• [Actions to take]
1. Answer from the text on the psychology of terrorism:
(a) What place did the Tsarnaev family flee as political refugees?
(b) What did Dzhokar captain in high school?
(c) How many people did the four London bombers kill in 2005?
2. Write out the part of the text on the psychology of terrorism that starts at the words "Alienation is common" and ends after "common among terrorists.".

Opinion

Psychology of Terrorism

ZillmerAs Boston recovers from a week of terror, the questions remain: Why did this happen? What could have motivated the suspects, 19-year-old Dzhokar Tsarnaev and his 26-year-old brother, Tamerlan, to terrorize a city, creating the kind of warlike turmoil that led their family to move to the United States?

While the investigation unfolds, there are several themes present that are familiar to those who study the psychology of terrorists.

One aspect of terror is that it is often perpetrated on foreign soil. An eerie fact of 9/11 was that all 19 hijackers were recruited into al-Qaeda outside their country of origin. The Tsarnaev family fled Chechnya, a brutal, war-torn part of the world, as political refugees who hoped to settle into a quiet life in the United States. Several accounts indicate that Tamerlan became disillusioned with his new home and struggled to fit in. The telling statement, “I don’t have a single American friend. I don’t understand them,” is attributed to Tamerlan, who was a permanent resident of the United States. Dzhokar, who became a U.S. citizen, appeared to make better strides assimilating, captaining his high school wrestling team and taking classes at a local university.

Alienation is common among those who engage in terror “abroad,” as they often feel isolated from society and removed from their culture, family, and friends. A feeling of frustration while living abroad, which then leads to action, is common among terrorists.

Cells are often developed either through friendships formed in childhood or at cultural or religious institutions. For example, the four London bombers became friends at a local cultural center. In 2005, they killed 52 people in the London Underground and on a double-decker bus. The Fort Dix Six were friends inspired by al-Qaeda and Osama bin Laden. In 2007, they were plotting to attack U.S. military personnel in New Jersey before FBI agents arrested them.

• [Excerpted data]
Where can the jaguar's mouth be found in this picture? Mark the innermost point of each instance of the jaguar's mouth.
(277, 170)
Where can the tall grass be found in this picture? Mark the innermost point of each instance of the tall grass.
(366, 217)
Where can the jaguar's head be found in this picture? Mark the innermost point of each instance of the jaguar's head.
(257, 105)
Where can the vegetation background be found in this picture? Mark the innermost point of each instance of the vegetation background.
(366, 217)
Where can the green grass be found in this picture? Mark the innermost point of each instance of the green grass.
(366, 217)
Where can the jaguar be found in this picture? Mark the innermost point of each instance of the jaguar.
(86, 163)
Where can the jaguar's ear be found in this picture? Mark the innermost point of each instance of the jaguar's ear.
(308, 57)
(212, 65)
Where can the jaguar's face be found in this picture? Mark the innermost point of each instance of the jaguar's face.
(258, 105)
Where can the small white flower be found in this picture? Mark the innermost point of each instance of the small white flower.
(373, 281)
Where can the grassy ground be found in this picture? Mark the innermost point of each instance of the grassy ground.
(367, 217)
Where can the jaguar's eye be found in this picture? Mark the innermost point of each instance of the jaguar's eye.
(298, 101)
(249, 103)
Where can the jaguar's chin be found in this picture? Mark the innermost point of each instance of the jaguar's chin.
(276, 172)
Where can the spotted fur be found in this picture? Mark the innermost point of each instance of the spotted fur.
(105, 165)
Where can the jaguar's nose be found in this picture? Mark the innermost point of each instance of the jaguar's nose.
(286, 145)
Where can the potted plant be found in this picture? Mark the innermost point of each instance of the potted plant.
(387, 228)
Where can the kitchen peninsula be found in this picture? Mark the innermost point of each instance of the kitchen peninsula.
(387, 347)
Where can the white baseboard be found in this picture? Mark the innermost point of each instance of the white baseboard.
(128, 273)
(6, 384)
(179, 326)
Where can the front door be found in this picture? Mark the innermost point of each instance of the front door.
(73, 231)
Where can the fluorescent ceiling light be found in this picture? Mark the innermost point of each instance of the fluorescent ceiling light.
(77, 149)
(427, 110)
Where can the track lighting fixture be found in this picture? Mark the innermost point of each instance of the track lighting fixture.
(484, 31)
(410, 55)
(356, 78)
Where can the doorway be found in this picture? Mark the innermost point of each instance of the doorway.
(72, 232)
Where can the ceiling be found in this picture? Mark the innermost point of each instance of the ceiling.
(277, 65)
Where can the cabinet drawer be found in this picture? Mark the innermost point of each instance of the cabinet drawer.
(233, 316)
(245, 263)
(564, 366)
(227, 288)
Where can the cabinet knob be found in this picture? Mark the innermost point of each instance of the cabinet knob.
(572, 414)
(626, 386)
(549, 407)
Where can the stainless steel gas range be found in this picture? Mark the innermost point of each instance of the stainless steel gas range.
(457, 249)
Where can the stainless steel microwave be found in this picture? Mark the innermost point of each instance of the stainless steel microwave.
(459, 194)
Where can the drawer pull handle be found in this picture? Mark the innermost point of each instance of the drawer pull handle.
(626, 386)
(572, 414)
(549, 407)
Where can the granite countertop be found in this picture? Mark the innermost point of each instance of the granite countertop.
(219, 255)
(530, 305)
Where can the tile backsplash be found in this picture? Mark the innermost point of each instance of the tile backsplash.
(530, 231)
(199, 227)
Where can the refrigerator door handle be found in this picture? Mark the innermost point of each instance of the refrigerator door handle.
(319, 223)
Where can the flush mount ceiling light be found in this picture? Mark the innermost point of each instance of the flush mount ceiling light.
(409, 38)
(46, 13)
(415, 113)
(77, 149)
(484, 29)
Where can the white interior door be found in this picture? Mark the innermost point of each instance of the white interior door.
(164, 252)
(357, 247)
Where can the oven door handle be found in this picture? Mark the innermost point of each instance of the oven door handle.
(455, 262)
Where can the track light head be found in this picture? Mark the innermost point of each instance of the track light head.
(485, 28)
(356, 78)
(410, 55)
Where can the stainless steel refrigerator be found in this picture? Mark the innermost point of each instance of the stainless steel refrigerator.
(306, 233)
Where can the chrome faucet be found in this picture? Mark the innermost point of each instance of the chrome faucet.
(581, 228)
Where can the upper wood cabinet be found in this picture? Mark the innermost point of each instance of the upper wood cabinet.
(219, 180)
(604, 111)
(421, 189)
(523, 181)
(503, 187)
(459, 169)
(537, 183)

• [Expected results]
1.
(a) Chechnya
(b) His high school wrestling team
(c) 52

2.
Alienation is common among those who engage in terror “abroad,” as they often feel isolated from society and removed from their culture, family, and friends. A feeling of frustration while living abroad, which then leads to action, is common among terrorists.